> **Excerpt**
******************************
811C: Vladik and Memorable Trip

Note the English transaltion of the problem is a bit misleading: the problem actually means for each city’s traveller, either all on the same segment, or none selected at all, i.e., impossible to have case where some people are going to city x while some won’t

This means that we will have the cascading effect, i.e, we need to merge all overlapping [l, r] segments until there is no overlapping one, if we ever want to pick one city in the overlapping segments

after that we can just do a brute force DP, for each r that is an end, look for all start l, can calculate the XOR, and update the DP result.

808D: Array Division

since all numbers are positive, we can calculate the prefix sum, and then for each number, we look for (half of total) + that number , see if there exists one such prefix sum.

807D: Dynamic Problem Scoring(!!!)

What I did wrong

I was trying to brute force search on the final band of problems, but realize that one new account will affect the band of ALL past problems bands!!!
******************************
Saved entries
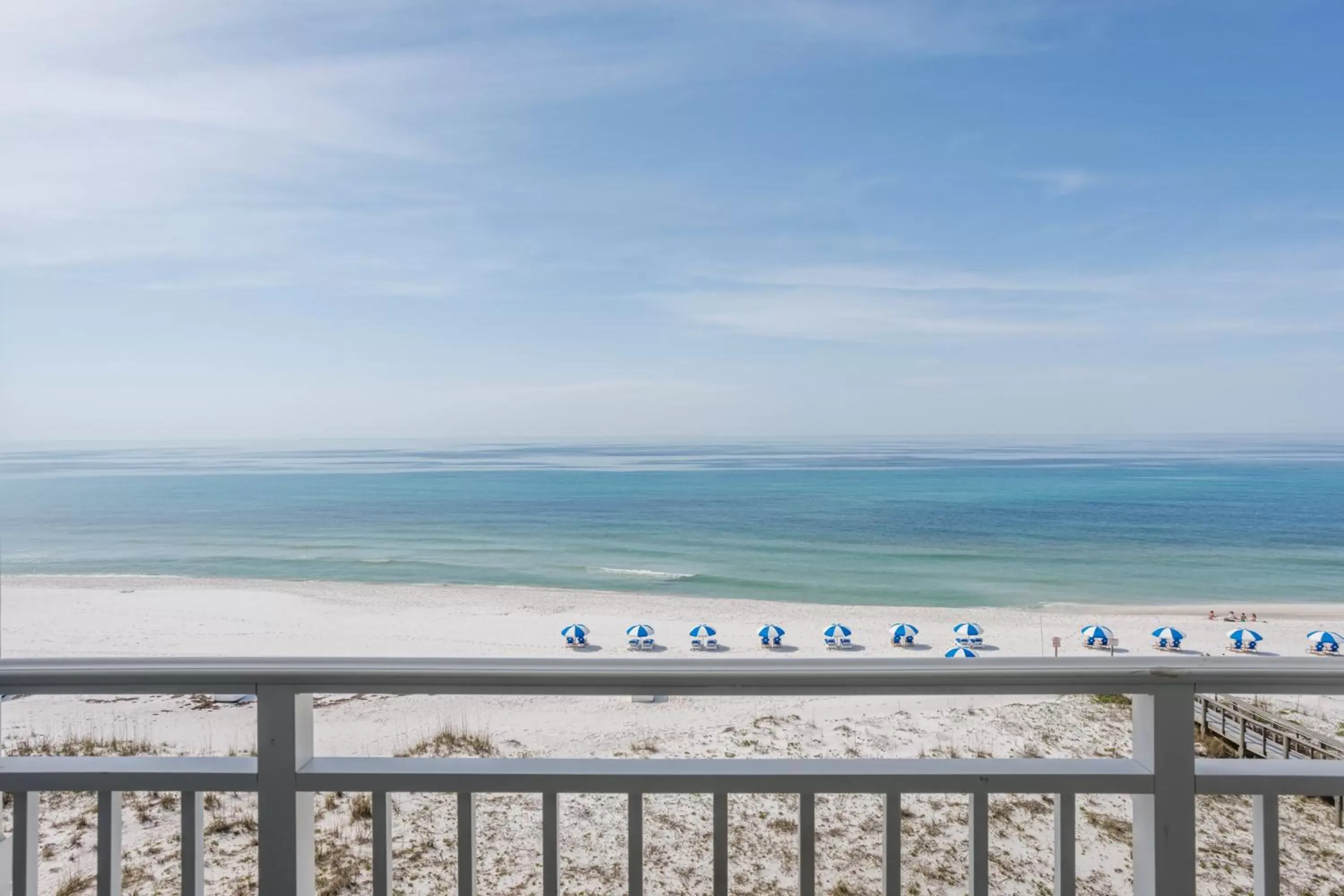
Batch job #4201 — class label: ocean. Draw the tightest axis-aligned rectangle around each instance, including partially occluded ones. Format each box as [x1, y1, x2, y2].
[0, 438, 1344, 608]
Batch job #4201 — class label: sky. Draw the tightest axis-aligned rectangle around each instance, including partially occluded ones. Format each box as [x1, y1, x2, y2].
[0, 0, 1344, 442]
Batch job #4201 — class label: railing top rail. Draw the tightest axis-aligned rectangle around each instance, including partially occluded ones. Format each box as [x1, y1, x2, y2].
[0, 657, 1344, 696]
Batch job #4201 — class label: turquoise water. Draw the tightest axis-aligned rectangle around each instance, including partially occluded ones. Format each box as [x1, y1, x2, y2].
[0, 439, 1344, 607]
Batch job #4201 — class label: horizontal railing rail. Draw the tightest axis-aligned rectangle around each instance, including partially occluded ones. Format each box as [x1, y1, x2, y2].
[0, 657, 1344, 896]
[8, 657, 1344, 696]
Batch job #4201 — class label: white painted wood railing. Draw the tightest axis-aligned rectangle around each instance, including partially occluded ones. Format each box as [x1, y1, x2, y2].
[0, 657, 1344, 896]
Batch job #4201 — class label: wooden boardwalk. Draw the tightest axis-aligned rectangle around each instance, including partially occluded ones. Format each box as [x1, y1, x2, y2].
[1195, 694, 1344, 827]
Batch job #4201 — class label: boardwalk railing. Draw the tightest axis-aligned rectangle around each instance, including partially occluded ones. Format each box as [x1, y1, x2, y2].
[0, 657, 1344, 896]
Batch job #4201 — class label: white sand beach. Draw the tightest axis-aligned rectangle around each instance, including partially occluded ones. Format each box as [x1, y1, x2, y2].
******************************
> **What to do**
Write what comes next in the notes on programming contest problems, beginning after their final sentence. The saved entries were taken from a separate source.

> **Exercise answer**
Insights

  1. From a new account, implementation wise, we don’t need to submit wrong answers at all, since only the total account number matters

  2. For each problem, we either need increase its good rate or lower good rate

  3. Consider the case when we only need to increase the good rate. To minimize number of accounts created, each account should submit right to as many problems as possible, so as to improve the pass rate of multiple questions, e.g., we can do better with one account submit right to two problems than two accounts each submit to one??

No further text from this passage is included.